◆ WHAT IS EXPECTED: Rewrite the lines from the line with "Can you find the tree bark?" to the line with "[[545, 364], [495, 363]]", replacing "Drop a marker" with "Place a marker" and leaving everything else unchanged.

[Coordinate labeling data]
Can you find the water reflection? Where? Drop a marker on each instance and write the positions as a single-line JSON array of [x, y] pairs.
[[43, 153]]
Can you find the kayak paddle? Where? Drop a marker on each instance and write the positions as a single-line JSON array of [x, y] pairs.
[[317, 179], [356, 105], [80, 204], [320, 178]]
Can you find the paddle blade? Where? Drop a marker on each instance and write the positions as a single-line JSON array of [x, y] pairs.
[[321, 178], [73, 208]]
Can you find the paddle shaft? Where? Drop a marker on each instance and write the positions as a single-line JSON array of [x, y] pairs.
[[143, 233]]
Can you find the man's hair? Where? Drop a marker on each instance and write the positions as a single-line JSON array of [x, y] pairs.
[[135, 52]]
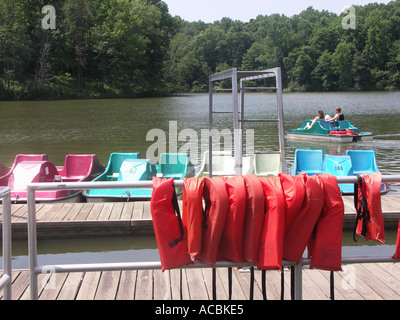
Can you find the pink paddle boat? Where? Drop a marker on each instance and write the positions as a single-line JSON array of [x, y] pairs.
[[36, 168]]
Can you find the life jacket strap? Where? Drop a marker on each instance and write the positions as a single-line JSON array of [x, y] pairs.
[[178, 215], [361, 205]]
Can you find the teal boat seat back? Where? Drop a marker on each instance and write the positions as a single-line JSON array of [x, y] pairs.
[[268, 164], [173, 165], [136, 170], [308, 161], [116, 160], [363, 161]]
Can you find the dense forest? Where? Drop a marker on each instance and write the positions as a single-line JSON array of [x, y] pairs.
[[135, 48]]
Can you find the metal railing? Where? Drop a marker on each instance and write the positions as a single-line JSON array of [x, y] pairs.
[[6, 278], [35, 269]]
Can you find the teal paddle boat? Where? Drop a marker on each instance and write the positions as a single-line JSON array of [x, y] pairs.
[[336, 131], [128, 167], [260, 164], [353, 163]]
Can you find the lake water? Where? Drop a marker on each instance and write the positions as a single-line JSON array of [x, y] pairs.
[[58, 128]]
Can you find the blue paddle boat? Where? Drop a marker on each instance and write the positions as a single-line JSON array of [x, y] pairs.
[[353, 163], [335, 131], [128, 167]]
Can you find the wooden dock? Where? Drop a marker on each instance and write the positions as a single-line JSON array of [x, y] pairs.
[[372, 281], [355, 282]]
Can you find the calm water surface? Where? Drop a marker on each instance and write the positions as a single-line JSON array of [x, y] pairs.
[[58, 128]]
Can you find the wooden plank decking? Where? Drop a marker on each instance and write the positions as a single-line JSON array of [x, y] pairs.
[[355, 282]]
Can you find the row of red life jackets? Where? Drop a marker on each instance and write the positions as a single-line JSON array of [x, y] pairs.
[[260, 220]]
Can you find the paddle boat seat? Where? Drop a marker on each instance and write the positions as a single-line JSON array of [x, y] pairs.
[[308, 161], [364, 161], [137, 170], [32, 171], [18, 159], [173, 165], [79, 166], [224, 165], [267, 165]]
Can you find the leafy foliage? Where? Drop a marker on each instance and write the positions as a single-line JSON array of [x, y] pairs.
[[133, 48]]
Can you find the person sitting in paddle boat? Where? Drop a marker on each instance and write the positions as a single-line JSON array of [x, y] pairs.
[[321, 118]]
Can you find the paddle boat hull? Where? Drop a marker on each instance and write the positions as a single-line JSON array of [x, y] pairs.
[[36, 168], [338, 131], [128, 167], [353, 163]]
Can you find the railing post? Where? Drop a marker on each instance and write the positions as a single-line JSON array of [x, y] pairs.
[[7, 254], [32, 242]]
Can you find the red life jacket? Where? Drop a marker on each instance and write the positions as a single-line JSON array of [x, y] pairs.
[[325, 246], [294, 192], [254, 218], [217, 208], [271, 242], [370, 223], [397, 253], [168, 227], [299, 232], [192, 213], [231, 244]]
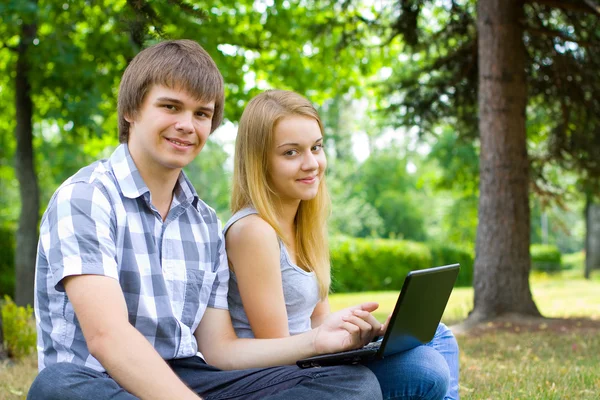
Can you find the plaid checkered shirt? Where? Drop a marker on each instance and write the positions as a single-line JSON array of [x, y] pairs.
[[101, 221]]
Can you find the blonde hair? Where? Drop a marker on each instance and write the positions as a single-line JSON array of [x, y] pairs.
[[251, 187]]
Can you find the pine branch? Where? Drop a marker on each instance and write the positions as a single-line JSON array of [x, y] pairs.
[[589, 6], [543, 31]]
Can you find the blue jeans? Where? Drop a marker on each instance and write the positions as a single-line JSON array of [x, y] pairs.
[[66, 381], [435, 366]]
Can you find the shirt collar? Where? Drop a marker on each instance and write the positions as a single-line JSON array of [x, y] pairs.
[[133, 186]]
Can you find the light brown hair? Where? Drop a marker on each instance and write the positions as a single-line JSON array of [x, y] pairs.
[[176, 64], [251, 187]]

...

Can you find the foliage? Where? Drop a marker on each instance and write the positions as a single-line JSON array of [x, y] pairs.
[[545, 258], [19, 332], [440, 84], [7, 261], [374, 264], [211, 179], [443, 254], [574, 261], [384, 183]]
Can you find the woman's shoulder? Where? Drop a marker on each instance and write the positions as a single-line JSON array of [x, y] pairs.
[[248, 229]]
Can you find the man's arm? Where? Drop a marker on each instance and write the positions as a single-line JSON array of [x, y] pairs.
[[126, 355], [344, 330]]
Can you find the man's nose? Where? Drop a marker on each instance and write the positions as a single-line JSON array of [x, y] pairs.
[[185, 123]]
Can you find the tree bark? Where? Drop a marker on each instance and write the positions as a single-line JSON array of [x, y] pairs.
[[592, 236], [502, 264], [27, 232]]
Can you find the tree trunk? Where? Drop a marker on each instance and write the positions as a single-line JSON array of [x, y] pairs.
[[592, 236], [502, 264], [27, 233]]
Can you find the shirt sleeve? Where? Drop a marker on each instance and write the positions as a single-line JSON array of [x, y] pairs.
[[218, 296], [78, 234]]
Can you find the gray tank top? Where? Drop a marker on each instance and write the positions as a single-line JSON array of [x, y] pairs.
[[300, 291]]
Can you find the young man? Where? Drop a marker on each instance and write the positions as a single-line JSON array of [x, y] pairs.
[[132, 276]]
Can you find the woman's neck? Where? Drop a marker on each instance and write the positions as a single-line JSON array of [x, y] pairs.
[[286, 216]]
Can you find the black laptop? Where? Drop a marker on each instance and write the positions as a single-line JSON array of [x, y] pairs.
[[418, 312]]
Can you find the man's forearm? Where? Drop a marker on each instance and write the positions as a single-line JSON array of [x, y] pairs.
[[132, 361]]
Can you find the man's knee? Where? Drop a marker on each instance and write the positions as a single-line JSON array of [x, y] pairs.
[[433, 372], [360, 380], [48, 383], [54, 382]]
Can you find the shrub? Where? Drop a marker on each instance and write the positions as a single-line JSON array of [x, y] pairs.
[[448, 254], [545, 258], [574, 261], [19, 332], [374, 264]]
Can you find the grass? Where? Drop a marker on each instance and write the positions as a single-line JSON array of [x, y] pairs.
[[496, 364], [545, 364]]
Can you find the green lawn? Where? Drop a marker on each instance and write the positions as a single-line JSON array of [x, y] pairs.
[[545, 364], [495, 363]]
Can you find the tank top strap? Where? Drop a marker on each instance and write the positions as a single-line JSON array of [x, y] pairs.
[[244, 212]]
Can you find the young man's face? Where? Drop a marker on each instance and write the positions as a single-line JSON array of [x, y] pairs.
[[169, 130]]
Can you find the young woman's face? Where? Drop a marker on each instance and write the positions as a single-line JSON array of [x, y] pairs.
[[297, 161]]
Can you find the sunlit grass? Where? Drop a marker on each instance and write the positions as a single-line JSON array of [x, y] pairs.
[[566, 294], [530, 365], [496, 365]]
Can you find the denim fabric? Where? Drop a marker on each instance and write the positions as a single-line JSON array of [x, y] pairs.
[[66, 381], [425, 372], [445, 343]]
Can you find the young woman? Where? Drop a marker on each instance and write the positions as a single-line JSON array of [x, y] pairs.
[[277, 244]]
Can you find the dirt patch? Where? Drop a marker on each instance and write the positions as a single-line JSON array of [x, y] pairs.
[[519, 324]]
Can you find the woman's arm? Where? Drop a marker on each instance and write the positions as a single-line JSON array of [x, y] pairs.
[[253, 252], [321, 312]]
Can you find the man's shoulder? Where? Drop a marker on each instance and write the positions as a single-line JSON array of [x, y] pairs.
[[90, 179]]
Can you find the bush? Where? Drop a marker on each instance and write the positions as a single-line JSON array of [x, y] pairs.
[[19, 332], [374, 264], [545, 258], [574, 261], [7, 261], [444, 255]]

◆ RESPONSE TO THIS EXERCISE:
Can you find the tree bark? Where? Place a marker on each instance and write the positions as a single-line JSON array of [x, y] pairs.
[[592, 236], [502, 264], [27, 232]]
Can you find the tree trunk? Where? Place a marker on each instance and write the positions as a single-line JSON array of [x, y] pairs.
[[592, 236], [502, 264], [27, 233]]
Can you find the shirt sleeve? Where? Place a marker on each instance and write the positions as a single-line JSON array of [x, y] pairs.
[[218, 296], [78, 234]]
Can you find the gray tank top? Where? Place a marker on each instance and write the positions as a single-line JSON array of [x, y] pairs.
[[300, 291]]
Can you find the young man? Where? Place a marker on each instance and write the positions as a single-line JSON array of [x, y] pairs.
[[132, 276]]
Can you find the woman's neck? Where? Place a marker on each instance and write the positions as a single-line JSON array of [x, y] pairs.
[[286, 216]]
Can you find the black laptop? Where? Place a marker on each instance and write the positions as a single-line JSON array of [x, y] pairs.
[[418, 312]]
Can you find the man's forearm? Where? Place a marker on each instance and write the positions as a single-line JSON array of [x, y] pairs.
[[132, 361]]
Can you find the man's knee? Where? Place a marker on each instance and write the positions as a single-line JSON array of [x, y] pairs.
[[433, 372], [360, 380], [48, 383], [54, 382]]
Can you find the shrub? Where? Place a marker on each instance and write the positions as a single-line JSON array of [x, y] pairs.
[[448, 254], [545, 258], [574, 261], [19, 332], [374, 264]]
Can you find the grass? Where? Place a marker on each instance and write the positions as a single-line JSON array of [x, y] pairs.
[[496, 364], [545, 364]]
Can you find the green lawn? Where? Place a marker on each instance and write the positions as a single-line JSON array of [x, y] pairs.
[[545, 364], [495, 363]]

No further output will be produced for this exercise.